- Document section:
· · · · ·
Is this summer a glimpse of what our future could look like under a changing climate, and what does that mean for the world’s poor who are disproportionately impacted by volatile food prices? What policy options are available to help avoid a repeat of the 2007-2008 food crisis? I sat down with FSE visiting scholar Thomas Hertel, an agricultural economist from Purdue University, to discuss these questions and related research as he wraps up his sabbatical year here at Stanford.

 

DEAN: The current drought has already had a dramatic impact on US corn prices, exceeding record highs of $8 a bushel. While American consumers are unlikely to feel the impacts until next year, the spike in corn prices has sparked debate over whether to drop or temporarily suspend US ethanol mandates to free up supply and ease the pressure on world food prices. In April, you published a paper in Nature Climate Change with Stanford environmental scientist Noah Diffenbaugh that looked at this very scenario.

How are current biofuel policies affecting the market’s ability to respond to extreme weather events like the current drought?

HERTEL: The remarkable thing about that paper is how timely it was. We predicted a volatile interplay between an extremely hot summer and the Renewable Fuel Standard for corn ethanol, and that is what we are now seeing, with the value of the mandates’ Renewable Identification Numbers (RINs) accruing greater value as the drought deepens. There are increasing calls for a waiver of the mandated 13.2 billion gallons of corn ethanol needed to meet this year’s federal renewable-fuel standards. This new source of demand (about 40 percent of production last year) has absorbed virtually all of the increased output the US has generated over the past eight years. By limiting the ability of commodity markets to adjust to yield fluctuations, biofuel mandates work in exactly the wrong direction. These price spikes are likely to be even larger in the future if these policies are not altered.

 

DEAN: In that same paper you warn that extreme weather events, like the current drought, are likely to become more common and potentially even more intense under a changing climate. To better understand the impacts of climate change on global agricultural production, trade, prices and poverty you have developed a global trade analysis model (GTAP), now used by over 10,000 members. Some of those results were published in a 2010 paper with FSE fellow David Lobell and FSE affiliated researcher Marshall Burke.

What have been some of the most interesting findings to come out of that model?
· · · · ·
- Given records:
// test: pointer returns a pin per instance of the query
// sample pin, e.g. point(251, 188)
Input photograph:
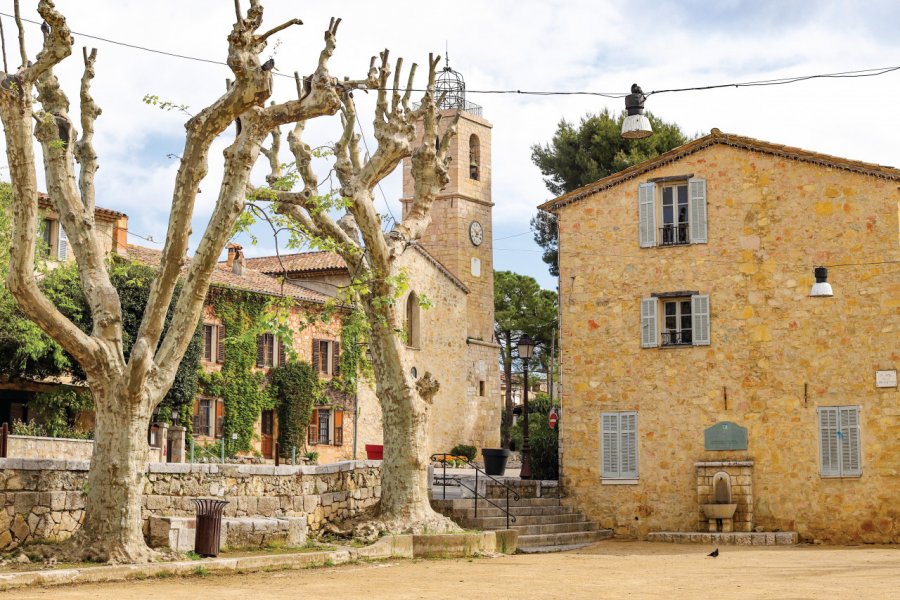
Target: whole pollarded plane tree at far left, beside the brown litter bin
point(126, 391)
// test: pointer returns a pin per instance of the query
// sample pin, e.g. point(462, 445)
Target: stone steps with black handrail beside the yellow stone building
point(543, 523)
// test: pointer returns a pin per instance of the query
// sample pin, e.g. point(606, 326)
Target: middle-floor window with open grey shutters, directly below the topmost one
point(684, 321)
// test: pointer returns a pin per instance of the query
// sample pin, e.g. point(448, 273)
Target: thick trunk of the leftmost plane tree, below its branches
point(112, 530)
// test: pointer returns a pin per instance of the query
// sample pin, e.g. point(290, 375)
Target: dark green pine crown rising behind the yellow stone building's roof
point(581, 155)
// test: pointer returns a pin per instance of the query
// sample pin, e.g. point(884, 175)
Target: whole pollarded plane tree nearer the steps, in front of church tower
· · · · ·
- Work instruction 1:
Please rewrite the interview on drought and food prices from "DEAN: In that" to "researcher Marshall Burke.", putting "severe weather events" in place of "extreme weather events".
- Work instruction 2:
Answer these questions from the interview on drought and food prices.
(a) What record-high corn price has the drought pushed prices past?
(b) How many gallons of corn ethanol does the federal standard mandate for this year?
(c) How many members use the global trade analysis model?
- Work instruction 3:
Continue the interview on drought and food prices from its last line.

- Response area 1:
DEAN: In that same paper you warn that severe weather events, like the current drought, are likely to become more common and potentially even more intense under a changing climate. To better understand the impacts of climate change on global agricultural production, trade, prices and poverty you have developed a global trade analysis model (GTAP), now used by over 10,000 members. Some of those results were published in a 2010 paper with FSE fellow David Lobell and FSE affiliated researcher Marshall Burke.

- Response area 2:
(a) $8 a bushel
(b) 13.2 billion gallons
(c) Over 10,000

- Response area 3:
HERTEL: Prior to the publication of our 2010 paper in Global Environmental Change, most studies of climate change and poverty focused on the likely impact on prices and low income food consumers. Our paper was one of the first to examine the impact on wages and farm incomes. We found that low income farm households in regions of the world that are relatively less hard hit by climate change may actually benefit from the ensuing rise in world prices. Of course, low income consumers worldwide, as well as farmers in the regions hardest hit by climate change, such as Southern Africa and South Asia, will be hurt.

 

DEAN: Poor households in developing countries spend a disproportionately large amount of their disposable income on food. Even small price spikes can have a large impact.

What policies are needed to help protect the world’s poorest from price volatility?

HERTEL: This is an important question. Being a trade economist, I think immediately of trade policies and their role in improving or worsening the situation. From a global perspective, the best thing that can be done is for all regions of the world to share in the needed adjustments to events like the US drought of 2012. If all countries were to adjust their corn use by just a modest  amount, the shortfall could be accommodated more easily. However, the evidence from the 2007-2008 commodity crisis suggests that many countries – most notably India and China – responded to the crisis by adjusting border policies so as to shield domestic consumers from the price rise, thereby failing to share in the adjustment. This, in turn, made the world price rise larger and worsened the situation for low income households in other developing countries.

 

DEAN: In addition to focusing on climate change impacts on agriculture and poverty, you have a long-standing interest in agricultural impacts on the environment, and the role economics can play in mitigating agriculture’s destructive planetary impacts. The latter is particularly important given that agricultural production accounts for 70 percent of global freshwater consumption, 38 percent of total land use, and 14 percent of the world’s greenhouse gas emissions.

How are economic forces impacting the kind of farming we see today?

HERTEL: One of agriculture’s most important impacts on the environment has been its contribution to global greenhouse gas emissions (GHGs). Farming accounts for a disproportionate share of GHGs, including nitrous oxide emissions from fertilizer applications, methane emissions from livestock and paddy rice, as well as indirect emissions from the conversion of tropical forests to agricultural uses. There is little doubt that the globalization of agriculture has contributed to an acceleration of land conversion in some regions which had previously been insulated from world markets. New agricultural technologies offer great hope for moderating such GHG emissions – both by reducing the emissions intensity of agricultural production and by reducing the total amount of land required to feed the world. And there is evidence that more rigorous enforcement of restrictions on land conversion in places like the Amazon can have a tangible impact on global emissions. So the answer lies in a combination of investments, regulations and enforcement. We have explored the potential for agriculture and land-based mitigation policies to contribute to reduced GHG emissions – as well as the implications for food security – in a joint project with the UN-Food and Agriculture Organization. These findings are forthcoming in a paper in the Proceedings of the National Academy of Sciences.

 

DEAN: While at Stanford, you have had the opportunity to work closely with climate and earth system scientists to conduct research on the energy-water-land-agriculture-climate nexus under the umbrella of John Weyant’s Integrated Assessment Modeling (IAM) project and with former Purdue colleague, Noah Diffenbaugh.

How did you enjoy working in such an interdisciplinary environment?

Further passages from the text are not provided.